[Ausgewählter Auszug]
--------------------
Identität in der Sozialisationstheorie


Hausarbeit, 2003

21 Seiten, Note: Sehr gut


Leseprobe


Gliederung

1 Einleitung

2 Begriffsbestimmungen
2.1 Wissenschaftliches Konstrukt
2.2 Metatheoretisches Modell und Sozialisationstheorie
2.3 Sozialisation
2.4 Individuum und Persönlichkeit
2.5 Identität

3 Das Modell der produktiven Realitätsverarbeitung
3.1 Innere Realität
3.2 Äußere Realität
3.2.1 Zentrale Sozialisationsinstanzen
3.2.2 Andere soziale Organisationen und Systeme
3.3 Produktive Auseinandersetzung mit der inneren und der äußeren Realität
3.4 Entwicklungsaufgaben

4. Identität im Modell der produktiven Realitätsverarbeitung
4.1 Aufbau von Identität
4.1.1 Handlungskompetenzen
4.1.2 Selbstbild
4.1.2.1 Selbstwahrnehmung und Selbstreflexion
4.1.2.2 Selbstbewertung
4.2 Funktionale Bedeutung von Identität
4.3 Entwicklung von Identität

5. Diskussion über Identität

6 Zusammenfassung

Literaturverzeichnis

Abbildungsverzeichnis

1 Einleitung

Gesellschaft ist möglich. Dies können wir täglich feststellen. Eine wesentliche Erklärung für diese Tatsache liefert das sozialwissenschaftliche Konstrukt Sozialisation.
--------------------
[Teil einer Datendatei]
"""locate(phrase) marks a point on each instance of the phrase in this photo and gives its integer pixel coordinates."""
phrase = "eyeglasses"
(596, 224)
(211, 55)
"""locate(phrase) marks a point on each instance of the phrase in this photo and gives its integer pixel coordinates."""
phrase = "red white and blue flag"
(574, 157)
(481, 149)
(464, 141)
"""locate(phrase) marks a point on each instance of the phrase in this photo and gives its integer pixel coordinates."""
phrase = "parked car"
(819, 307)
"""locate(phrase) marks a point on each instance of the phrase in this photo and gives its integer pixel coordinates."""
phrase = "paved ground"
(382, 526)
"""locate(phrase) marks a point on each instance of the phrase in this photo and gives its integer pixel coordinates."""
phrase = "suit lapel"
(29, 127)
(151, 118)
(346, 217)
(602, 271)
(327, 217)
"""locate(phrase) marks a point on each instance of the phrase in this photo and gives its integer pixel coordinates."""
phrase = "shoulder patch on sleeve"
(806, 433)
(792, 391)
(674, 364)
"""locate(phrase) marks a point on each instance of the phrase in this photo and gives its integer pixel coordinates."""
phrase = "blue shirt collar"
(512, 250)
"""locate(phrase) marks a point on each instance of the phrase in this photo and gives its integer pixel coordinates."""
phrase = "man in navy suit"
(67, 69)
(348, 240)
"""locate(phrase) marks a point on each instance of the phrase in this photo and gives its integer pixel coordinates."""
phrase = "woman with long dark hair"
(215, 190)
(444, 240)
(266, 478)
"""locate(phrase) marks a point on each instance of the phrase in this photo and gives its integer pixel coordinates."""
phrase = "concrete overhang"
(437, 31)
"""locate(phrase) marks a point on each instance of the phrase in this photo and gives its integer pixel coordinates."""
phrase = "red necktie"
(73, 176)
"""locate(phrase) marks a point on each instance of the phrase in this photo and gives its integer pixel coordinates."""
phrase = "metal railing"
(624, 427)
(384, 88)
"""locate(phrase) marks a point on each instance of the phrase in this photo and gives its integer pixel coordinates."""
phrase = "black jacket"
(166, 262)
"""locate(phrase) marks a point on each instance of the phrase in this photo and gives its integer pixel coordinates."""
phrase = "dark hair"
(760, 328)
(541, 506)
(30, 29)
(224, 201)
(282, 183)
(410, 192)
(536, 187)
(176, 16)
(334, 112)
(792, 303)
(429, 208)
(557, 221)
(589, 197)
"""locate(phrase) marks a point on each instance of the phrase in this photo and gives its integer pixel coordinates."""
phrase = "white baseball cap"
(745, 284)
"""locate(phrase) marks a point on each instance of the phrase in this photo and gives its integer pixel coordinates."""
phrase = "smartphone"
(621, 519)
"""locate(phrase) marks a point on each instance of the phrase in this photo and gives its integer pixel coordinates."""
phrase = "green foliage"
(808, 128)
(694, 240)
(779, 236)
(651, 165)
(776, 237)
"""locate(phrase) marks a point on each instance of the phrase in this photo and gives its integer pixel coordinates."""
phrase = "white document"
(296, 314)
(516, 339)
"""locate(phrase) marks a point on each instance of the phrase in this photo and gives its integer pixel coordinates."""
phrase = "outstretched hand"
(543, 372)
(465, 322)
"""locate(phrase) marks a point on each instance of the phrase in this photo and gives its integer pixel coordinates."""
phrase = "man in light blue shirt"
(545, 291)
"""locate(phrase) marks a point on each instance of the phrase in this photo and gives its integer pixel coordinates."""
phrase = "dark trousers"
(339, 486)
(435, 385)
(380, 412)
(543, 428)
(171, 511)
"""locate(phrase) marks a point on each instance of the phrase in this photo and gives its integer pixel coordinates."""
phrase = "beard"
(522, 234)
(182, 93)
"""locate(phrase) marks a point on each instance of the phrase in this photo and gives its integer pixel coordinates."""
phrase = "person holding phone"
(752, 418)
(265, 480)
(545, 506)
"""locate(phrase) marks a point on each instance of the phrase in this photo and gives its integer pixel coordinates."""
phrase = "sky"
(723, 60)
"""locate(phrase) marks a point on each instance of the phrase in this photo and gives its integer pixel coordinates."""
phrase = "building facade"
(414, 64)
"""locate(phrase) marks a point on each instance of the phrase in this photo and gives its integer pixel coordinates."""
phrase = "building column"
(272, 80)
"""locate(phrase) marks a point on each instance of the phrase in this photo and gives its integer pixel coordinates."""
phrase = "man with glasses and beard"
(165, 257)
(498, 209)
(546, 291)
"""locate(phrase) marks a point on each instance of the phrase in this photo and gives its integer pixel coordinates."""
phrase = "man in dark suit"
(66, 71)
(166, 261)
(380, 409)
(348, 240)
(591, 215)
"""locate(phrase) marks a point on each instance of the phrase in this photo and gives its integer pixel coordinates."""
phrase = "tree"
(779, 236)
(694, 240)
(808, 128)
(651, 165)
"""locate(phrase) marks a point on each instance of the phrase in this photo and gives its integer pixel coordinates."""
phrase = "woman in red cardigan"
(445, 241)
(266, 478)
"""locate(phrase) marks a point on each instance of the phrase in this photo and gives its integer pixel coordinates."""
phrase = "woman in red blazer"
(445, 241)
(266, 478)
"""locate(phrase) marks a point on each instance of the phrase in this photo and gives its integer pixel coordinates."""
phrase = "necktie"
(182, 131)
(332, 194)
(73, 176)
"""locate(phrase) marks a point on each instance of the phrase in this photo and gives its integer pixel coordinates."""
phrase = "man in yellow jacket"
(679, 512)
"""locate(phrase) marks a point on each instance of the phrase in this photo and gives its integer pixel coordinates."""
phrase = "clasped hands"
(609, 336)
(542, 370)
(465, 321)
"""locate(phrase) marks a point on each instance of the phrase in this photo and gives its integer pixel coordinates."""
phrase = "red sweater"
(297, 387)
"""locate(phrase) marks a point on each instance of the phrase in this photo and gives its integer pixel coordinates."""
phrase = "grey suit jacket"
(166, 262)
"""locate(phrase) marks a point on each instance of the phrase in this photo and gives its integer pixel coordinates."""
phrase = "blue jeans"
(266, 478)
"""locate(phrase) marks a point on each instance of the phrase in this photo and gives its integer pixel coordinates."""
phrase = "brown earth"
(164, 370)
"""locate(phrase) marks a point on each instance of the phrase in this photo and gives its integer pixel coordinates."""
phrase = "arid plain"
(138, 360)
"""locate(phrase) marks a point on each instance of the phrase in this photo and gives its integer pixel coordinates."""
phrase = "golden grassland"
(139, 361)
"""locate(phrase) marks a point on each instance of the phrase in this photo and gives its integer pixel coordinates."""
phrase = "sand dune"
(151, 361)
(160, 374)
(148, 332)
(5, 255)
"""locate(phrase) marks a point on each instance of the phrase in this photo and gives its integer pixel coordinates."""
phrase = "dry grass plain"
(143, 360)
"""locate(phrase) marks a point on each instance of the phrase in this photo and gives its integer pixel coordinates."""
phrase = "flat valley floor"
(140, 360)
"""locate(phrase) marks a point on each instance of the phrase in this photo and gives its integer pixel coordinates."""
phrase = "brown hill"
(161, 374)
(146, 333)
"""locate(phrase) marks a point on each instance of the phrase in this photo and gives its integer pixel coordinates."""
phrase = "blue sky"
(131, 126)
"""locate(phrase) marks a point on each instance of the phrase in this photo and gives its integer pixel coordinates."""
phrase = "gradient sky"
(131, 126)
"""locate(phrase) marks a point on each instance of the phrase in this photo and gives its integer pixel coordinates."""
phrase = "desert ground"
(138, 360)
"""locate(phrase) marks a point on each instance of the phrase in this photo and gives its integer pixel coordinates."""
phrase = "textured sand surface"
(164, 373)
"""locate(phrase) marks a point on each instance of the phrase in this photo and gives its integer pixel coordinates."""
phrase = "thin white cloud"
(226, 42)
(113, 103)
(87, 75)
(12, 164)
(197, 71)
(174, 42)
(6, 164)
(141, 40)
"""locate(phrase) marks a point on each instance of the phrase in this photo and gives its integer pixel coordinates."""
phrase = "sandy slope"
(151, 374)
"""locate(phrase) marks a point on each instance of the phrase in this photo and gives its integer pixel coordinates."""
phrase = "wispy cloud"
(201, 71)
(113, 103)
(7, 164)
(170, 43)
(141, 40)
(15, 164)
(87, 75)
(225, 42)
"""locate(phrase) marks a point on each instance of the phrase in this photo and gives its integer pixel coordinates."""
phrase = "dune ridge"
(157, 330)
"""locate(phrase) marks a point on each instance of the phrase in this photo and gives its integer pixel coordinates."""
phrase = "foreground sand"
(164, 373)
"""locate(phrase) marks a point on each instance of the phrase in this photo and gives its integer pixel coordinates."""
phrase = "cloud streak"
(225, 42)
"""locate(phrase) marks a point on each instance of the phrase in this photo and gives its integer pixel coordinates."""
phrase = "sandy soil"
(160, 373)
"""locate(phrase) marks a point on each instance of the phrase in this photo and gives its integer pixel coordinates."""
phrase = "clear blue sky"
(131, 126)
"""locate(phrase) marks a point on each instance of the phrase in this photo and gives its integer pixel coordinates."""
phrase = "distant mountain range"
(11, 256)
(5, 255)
--------------------
[Aufgaben]
1 – Übersetze den Satz „Eine wesentliche Erklärung für diese Tatsache liefert das sozialwissenschaftliche Konstrukt Sozialisation.“ aus der Hausarbeit über Identität ins Englische.
2 – Fasse die Hausarbeit über Identität in der Sozialisationstheorie in zwei Sätzen zusammen.
3 – Greif die Einleitung der Hausarbeit über Identität in der Sozialisationstheorie nach ihrem letzten Satz auf und schreib sie weiter.

[Lösungen]
1 – The social-scientific construct of socialization provides an essential explanation for this fact.

2 – Die Hausarbeit von 2003 über Identität in der Sozialisationstheorie umfasst 21 Seiten und wurde mit „Sehr gut“ bewertet. Ihre Gliederung reicht von Begriffsbestimmungen über das Modell der produktiven Realitätsverarbeitung und die Identität in diesem Modell bis zu einer Diskussion und einer Zusammenfassung, und die Einleitung stellt fest, dass Gesellschaft möglich ist und das Konstrukt Sozialisation eine wesentliche Erklärung dafür liefert.

3 –
Hurrelmann (2002) bezeichnet Sozialisation als produktive Verarbeitung der Realität und legt damit ein aktuelles und über knapp zwei Jahrzehnte gewachsenes sozialisationstheoretisches Modell vor. Darin kommt der Identität des einzelnen Menschen eine zentrale Bedeutung zu. Was in diesem Modell unter Identität verstanden wird, wie sie entsteht und warum ihr diese fundamentale Bedeutung zukommt, möchte ich in dieser Hausarbeit (Kap. 4) erläutern. Hierfür werde ich das erwähnte Sozialisationsmodell in Kapitel 3 anhand seiner zentralen Begriffe darlegen. Vor dem zusammenfassenden Schlusskapitel 6 erfolgt eine bruchstückhafte und knappe Einführung in die aktuelle soziologische Diskussion über Identität (Kap. 5). Beginnen möchte ich mit der Bestimmung wichtiger Grundbegriffe.

2 Begriffsbestimmungen

2.1 Wissenschaftliches Konstrukt

Ein wissenschaftliches Konstrukt bezeichnet in beschreibender und analytischer Absicht einen nicht dinghaft greifbaren und folglich nicht unmittelbar beobachtbaren Ausschnitt der Realität (Hurrelmann 2002, S. 19). In den Sozialwissenschaften werden häufig wissenschaftliche Konstrukte verwendet. Identität, Sozialisation, Persönlichkeit, Aggression und Motivation sind einige Beispiel hierfür.

2.2 Metatheoretisches Modell und Sozialisationstheorie

Bei einem wissenschaftlichen Modell handelt es sich um die „Darstellung, die einen bestimmten Sachverhalt unter vereinfachten Annahmen konstruiert, um eine Analyse zu erleichtern“ (Recker 2000a, S. 441). Dieser bestimmte Sachverhalt bzw. Untersuchungsgegenstand ist in dieser Arbeit hauptsächlich das wissenschaftliche Konstrukt der Sozialisation und das der Identität.

Da in dem noch vorzustellenden Sozialisationsmodell Basistheorien der Soziologie (Systemtheorien, Gesellschaftstheorien, Handlungstheorien) und Psychologie (Persönlichkeitstheorien, Lerntheorien, Entwicklungstheorien) eingehen, kann von einem metatheoretischen Modell gesprochen werden. „Das Gesamtgefüge der Aussagen dieses Modells wird als Sozialisationstheorie“ (Hurrelmann 2002, S. 8) bezeichnet.

Zum Einstieg in die entsprechende sozialwissenschaftliche Theoriediskussion möchte ich im Rahmen dieser Hausarbeit lediglich auf Tillmann (2001, S. 22 - 34) verweisen.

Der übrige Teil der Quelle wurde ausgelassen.